# DATA EXCERPTS:

┄┄┄┄┄┄┄┄┄┄

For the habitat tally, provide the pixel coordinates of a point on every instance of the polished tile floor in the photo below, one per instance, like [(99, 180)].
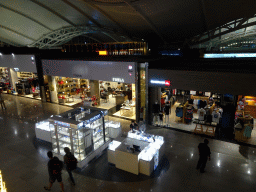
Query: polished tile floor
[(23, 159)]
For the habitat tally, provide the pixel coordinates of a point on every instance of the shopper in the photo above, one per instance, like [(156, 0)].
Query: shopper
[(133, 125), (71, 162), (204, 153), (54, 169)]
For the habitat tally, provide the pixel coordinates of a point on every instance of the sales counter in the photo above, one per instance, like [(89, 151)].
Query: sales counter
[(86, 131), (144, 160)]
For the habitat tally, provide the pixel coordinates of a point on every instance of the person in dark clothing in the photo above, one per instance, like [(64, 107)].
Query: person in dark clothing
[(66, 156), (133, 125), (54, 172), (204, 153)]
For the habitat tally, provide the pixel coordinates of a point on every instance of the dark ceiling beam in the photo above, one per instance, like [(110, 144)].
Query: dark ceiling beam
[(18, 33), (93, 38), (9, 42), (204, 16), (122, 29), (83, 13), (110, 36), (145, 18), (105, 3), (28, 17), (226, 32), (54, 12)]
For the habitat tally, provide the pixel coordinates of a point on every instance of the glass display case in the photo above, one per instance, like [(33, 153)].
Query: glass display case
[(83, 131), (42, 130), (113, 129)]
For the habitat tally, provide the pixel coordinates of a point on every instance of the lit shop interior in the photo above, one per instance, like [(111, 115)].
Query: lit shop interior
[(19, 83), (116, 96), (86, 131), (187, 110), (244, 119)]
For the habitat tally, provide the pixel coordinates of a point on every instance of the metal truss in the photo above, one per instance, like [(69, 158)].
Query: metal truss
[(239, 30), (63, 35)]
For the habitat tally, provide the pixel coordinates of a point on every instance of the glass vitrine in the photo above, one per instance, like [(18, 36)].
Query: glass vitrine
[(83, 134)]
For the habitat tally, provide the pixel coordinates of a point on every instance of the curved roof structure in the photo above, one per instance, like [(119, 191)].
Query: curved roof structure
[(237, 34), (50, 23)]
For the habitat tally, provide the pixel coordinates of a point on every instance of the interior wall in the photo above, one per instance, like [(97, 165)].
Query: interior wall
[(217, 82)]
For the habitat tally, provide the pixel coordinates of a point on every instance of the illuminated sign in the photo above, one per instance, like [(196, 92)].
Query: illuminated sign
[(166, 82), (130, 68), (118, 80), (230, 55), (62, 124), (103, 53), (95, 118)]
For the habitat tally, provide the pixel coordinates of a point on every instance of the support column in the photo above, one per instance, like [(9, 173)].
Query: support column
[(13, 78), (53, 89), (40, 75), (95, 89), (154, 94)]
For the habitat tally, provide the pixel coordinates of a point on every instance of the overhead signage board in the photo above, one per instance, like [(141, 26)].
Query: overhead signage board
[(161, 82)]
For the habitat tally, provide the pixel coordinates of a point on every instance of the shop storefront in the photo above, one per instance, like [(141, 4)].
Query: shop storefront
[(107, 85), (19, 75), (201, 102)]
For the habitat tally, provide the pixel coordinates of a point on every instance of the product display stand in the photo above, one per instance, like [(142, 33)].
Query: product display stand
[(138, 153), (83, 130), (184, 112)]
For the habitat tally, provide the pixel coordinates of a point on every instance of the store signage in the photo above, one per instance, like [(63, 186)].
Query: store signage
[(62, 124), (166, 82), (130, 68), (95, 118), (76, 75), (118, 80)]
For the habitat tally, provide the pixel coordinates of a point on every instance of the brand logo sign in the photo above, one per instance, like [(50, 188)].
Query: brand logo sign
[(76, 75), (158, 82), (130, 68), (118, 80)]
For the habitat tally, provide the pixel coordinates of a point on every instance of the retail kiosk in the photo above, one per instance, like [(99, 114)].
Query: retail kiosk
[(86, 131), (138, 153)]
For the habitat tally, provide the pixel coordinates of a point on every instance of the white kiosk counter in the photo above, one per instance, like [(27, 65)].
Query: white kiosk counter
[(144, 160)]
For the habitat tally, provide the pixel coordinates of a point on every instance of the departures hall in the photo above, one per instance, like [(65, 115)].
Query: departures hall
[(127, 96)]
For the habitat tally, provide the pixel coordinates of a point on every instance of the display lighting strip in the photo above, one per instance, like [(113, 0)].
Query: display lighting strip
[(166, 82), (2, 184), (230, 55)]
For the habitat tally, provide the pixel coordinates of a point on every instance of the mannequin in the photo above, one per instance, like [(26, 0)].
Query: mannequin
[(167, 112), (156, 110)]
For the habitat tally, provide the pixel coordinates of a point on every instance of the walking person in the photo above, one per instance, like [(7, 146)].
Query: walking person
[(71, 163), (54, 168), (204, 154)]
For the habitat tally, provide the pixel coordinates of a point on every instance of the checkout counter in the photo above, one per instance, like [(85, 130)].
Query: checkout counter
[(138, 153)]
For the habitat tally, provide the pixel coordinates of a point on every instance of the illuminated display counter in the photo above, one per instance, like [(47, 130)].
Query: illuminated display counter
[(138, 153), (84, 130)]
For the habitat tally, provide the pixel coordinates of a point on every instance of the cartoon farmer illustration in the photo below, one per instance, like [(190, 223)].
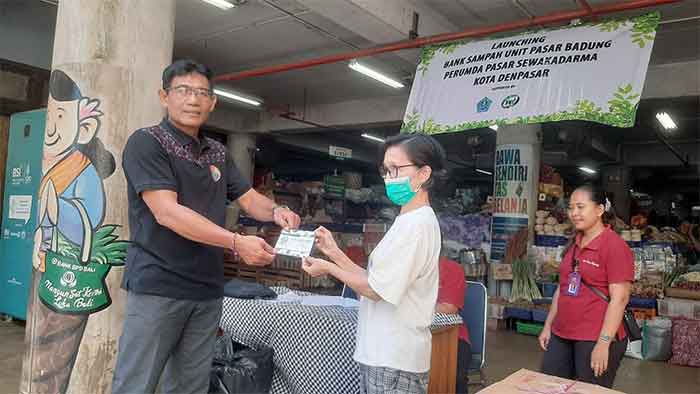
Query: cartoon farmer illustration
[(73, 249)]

┄┄┄┄┄┄┄┄┄┄

# EXERCISE OBJECTIVE:
Render all of the material above as a two-column CSV with the headers instruction and reply, putting each text and its answer together in one row, with every field in double quotes and line breaks changed to spaces. Leave the pictures out.

# RESULT FOR THIS EXERCISE:
instruction,reply
"For the habitat tally, provide the pixel coordinates of a point on every instance of the polished tile floor in the photo below, one per instance, like [(99, 180)]. Query: polished tile floor","[(23, 159)]"
"For the habitat tally, provide the pixel coordinates of a point on every instance of the shopper in the photo above, one per instance, like [(156, 0)]. Query: shopper","[(133, 125), (71, 162), (204, 153), (54, 169)]"
"For the habitat tally, provide the pixel coordinates of a point on every instance of the sales counter in the photo above, one per instance, like [(89, 151)]. Query: sales counter","[(86, 131), (144, 160)]"
"For the habitat tally, provide the pixel coordinates of a point on every instance of the person in dark clothing in the photo above, one per instance, like [(64, 107)]. Query: person in dark clothing","[(66, 156), (133, 125), (54, 172), (204, 153)]"
"For the habitat tally, provide the pixel coordinates of a point on every instance of the dark ceiling beam in the photo above, one per instance, like [(110, 144)]. Query: dark ceiling beam","[(18, 33), (93, 38), (9, 42), (204, 16), (122, 29), (83, 13), (110, 36), (145, 18), (105, 3), (28, 17), (226, 32), (54, 12)]"
"For the habitat tally, provide the pixel coordinates of a point on every instance of the glass display case in the photo above, one per instance, like [(33, 153)]. Query: glass display case","[(83, 131), (42, 130), (113, 129)]"
"For the habitat tally, provide the pixel coordinates of a point on every instance of the lit shop interior in the photo above, one per instance, like [(111, 115)]. Query: lit shop interior","[(19, 83), (116, 96), (86, 131), (187, 110), (244, 119)]"
"For the habitat tally, provide the pixel coordinates of a point on every instance of the metal truss in the photo above, one per instance, like [(69, 158)]. Query: metal truss","[(239, 30), (63, 35)]"
"For the habitat tally, provide the pixel coordinates of a point on every instance of the glass vitrine in the photo above, one per instance, like [(18, 36)]. Query: glass vitrine","[(83, 134)]"
"For the habitat tally, provide the pixel coordinates of a point on every instance of the curved roof structure in the photo above, one per instance, like [(119, 191)]. Query: curved roof structure","[(237, 34), (50, 23)]"
"For the habitat tally, provide the pixel coordinates of a point on every instance of the interior wall in the photo above, one per instance, like [(97, 165)]. Query: interior wall","[(217, 82)]"
"For the habitat tally, provide the pixel coordinates of a point on every instance of the illuminated sign in the photo above, one per instance, like [(196, 92)]. Query: illuminated sign","[(166, 82), (130, 68), (118, 80), (230, 55), (62, 124), (103, 53), (95, 118)]"
"For the habitat tally, provide the pixel coordinates of a point on every instance of the support column in the photo above, one per instance, like [(9, 173)]. Query: support column","[(13, 78), (53, 89), (40, 75), (95, 89), (154, 94)]"
"For the habitat tally, provide the pixel coordinates of a point on every instance of the overhead signage board in the photo above, one per instance, like [(141, 26)]. Query: overhead signage board","[(161, 82)]"
"For the habitat tally, provide the pixel coordinates of a point on every instance of the shop storefront in the photo above, one per instance, like [(141, 4)]. Query: shop storefront","[(107, 85), (19, 75), (201, 102)]"
"For the habitat tally, provide the pixel coordinates of a point on every instance of the product display stand in the photo above, one per instance, like [(142, 33)]. Query: product display stand","[(138, 153), (83, 130), (184, 112)]"
"For the habitat tally, provide the pixel coordinates of a point on every instance of the store signage in the photo above, one per instance, like [(63, 186)]. Query: store signage","[(62, 124), (166, 82), (130, 68), (95, 118), (76, 75), (118, 80)]"
"For the habitat tally, provide the pixel coordinates of a point on every instance of the brand logo sign in the photo above, one per instance, like [(50, 188)]. Query: brand logo sign","[(76, 75), (158, 82), (130, 68), (118, 80)]"
"For the habitat tally, provide the pixel coordinates of a point on every instance of the retail kiosk in the photo above, one per instance, like [(99, 114)]. Query: retail kiosk","[(86, 131), (138, 153)]"
"For the habitat tally, provide the pixel coordinates of a point on every instance of the white kiosk counter in the photo above, one per instance, like [(27, 65)]. Query: white kiosk counter","[(144, 160)]"
"For the habitat tally, provide the pixel coordinates of a point on every instance of the departures hall in the photo above, one per instance, like [(65, 115)]. Query: departures hall","[(127, 96)]"
"For the habitat tally, provide the pixel coordinates of a point on every instance of the display lighting strip in the photo above, one per instance, like [(113, 0)]. Query: display lighting strip","[(166, 82), (2, 184), (230, 55)]"
"For the habitat tally, provide the pixel coordinates of a point on every instance of the mannequin in the photo above, one per instance, like [(26, 0)]. Query: mannequin","[(167, 112), (156, 110)]"
"For the habitat tally, provide the pixel coordinates of a point on every instance of the walking person in the photo above, one per instance, like [(7, 146)]. Query: walking person","[(71, 163), (54, 168), (204, 154)]"
"For the habitat tally, provide the pixel coordinates of a point on every instance of the checkout counter in the photo above, one per instance, like [(85, 130)]. Query: checkout counter","[(138, 153)]"
"For the habitat tally, provide the pixel coordinates of a point on every instance of the illuminated display counter in the photo above, one per instance, like [(47, 130)]. Query: illuminated display counter","[(138, 153), (84, 130)]"
"For the habitat tally, provide the pixel coordinates of a point on every instance of the cartoon farmer illustration in the photo below, one per instance, like [(190, 223)]. Query: cartoon farmer illustration","[(73, 249)]"